● **Directions**
Count the lines in the material below that contain the string "flower", and give only the number.

# start of Available records

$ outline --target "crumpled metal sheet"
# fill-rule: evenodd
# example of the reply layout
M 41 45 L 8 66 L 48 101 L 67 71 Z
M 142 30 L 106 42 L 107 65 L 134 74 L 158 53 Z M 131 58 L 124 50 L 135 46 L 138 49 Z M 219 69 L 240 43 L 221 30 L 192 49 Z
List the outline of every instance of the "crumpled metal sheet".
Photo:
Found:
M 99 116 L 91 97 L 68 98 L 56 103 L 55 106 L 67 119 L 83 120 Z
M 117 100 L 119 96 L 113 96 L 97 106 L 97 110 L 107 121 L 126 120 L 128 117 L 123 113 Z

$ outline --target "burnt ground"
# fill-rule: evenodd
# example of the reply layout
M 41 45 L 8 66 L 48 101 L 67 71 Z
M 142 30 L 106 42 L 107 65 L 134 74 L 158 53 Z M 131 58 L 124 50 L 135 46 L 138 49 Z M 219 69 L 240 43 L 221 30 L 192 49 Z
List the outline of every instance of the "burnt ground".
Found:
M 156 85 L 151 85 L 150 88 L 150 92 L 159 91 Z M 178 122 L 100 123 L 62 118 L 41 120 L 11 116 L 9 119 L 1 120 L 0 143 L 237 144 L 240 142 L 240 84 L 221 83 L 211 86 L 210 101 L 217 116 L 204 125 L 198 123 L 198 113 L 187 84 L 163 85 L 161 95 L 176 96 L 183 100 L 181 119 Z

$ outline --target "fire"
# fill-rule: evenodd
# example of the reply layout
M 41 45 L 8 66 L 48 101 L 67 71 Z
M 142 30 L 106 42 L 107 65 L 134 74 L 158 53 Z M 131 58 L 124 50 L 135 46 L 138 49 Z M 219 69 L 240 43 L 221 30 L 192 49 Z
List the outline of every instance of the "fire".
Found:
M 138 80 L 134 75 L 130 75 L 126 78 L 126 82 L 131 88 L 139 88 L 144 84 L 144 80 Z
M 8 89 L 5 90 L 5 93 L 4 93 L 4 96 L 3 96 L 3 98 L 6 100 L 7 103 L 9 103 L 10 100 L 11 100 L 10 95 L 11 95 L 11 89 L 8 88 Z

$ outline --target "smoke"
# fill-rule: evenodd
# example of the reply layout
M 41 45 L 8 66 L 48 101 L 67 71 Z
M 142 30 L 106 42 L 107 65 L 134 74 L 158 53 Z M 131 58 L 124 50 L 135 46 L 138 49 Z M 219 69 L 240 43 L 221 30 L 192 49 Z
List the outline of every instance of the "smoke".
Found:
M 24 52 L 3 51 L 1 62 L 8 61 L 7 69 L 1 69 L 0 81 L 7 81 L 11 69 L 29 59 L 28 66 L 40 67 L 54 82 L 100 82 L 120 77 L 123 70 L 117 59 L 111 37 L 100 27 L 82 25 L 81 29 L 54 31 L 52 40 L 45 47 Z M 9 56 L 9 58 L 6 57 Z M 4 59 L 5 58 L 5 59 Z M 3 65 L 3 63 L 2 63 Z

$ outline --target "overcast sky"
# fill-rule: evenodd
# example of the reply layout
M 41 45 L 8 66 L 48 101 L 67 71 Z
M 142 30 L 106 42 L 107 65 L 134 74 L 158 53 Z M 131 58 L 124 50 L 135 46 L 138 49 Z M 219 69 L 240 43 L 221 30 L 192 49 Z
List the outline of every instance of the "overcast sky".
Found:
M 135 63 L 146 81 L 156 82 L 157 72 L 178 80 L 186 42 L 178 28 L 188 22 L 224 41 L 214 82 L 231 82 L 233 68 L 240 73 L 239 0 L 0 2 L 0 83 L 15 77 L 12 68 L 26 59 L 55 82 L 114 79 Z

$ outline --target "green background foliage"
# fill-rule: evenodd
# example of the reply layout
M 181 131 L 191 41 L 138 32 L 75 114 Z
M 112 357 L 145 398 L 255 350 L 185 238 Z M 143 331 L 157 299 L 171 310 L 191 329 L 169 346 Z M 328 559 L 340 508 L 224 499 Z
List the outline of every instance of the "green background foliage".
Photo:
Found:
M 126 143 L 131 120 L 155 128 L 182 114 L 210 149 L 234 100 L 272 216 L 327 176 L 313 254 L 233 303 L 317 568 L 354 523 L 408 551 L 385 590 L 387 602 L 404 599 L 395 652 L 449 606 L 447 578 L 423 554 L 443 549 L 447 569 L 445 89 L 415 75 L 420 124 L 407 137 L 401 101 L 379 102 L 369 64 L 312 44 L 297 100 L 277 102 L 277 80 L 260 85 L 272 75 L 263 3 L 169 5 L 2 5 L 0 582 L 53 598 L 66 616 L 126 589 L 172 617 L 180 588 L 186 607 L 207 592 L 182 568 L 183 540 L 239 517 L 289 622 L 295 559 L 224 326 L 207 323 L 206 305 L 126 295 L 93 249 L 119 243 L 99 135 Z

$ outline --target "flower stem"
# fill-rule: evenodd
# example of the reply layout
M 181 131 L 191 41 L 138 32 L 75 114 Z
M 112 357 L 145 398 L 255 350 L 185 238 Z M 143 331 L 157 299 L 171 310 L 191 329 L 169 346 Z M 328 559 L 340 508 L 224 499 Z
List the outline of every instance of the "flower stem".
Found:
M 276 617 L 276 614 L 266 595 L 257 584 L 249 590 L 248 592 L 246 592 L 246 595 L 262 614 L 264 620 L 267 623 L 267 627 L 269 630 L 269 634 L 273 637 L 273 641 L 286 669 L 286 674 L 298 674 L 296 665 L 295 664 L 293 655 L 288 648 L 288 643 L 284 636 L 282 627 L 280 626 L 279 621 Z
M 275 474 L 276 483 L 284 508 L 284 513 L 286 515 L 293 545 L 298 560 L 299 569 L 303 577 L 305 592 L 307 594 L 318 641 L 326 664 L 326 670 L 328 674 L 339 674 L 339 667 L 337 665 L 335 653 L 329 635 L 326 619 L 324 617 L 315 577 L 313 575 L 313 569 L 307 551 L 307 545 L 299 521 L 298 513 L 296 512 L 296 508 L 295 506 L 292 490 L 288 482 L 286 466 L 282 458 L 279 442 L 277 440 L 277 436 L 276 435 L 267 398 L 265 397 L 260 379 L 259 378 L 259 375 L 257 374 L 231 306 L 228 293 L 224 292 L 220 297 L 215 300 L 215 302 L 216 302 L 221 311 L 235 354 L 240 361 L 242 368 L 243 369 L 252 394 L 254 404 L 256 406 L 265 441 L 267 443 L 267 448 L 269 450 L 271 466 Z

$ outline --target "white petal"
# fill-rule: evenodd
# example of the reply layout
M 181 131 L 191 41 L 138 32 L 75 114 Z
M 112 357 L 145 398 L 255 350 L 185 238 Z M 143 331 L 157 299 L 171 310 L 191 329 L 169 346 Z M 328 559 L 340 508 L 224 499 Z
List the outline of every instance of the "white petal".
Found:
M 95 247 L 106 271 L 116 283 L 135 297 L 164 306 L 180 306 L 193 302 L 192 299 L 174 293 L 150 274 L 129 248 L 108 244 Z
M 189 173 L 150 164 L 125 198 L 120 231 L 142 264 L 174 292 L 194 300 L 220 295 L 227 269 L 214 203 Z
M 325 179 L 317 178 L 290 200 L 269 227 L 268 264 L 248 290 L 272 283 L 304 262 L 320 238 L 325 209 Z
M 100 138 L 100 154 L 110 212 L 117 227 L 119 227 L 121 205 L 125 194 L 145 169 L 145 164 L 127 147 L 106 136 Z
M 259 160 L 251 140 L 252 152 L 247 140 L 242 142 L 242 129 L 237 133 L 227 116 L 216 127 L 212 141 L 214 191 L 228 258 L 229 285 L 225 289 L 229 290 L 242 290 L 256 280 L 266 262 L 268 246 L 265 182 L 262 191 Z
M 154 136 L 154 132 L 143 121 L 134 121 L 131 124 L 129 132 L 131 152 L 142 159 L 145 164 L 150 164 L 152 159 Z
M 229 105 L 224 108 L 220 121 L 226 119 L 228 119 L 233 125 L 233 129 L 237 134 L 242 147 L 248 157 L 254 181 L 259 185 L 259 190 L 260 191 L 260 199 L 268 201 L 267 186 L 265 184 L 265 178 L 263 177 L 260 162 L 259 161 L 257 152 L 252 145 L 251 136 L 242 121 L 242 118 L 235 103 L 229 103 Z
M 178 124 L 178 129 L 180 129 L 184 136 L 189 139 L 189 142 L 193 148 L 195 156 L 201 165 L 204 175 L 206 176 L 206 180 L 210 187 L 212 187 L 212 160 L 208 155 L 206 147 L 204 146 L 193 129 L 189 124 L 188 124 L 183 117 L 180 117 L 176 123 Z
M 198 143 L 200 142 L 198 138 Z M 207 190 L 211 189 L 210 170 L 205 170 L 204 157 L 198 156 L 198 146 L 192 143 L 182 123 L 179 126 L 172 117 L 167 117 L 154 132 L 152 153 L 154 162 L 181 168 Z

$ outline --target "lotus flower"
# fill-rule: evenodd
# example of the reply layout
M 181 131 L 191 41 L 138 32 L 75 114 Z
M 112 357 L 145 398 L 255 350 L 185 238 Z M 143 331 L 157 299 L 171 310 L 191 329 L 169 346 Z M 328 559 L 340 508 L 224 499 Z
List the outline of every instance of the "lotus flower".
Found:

# end of Available records

● **Task answer**
4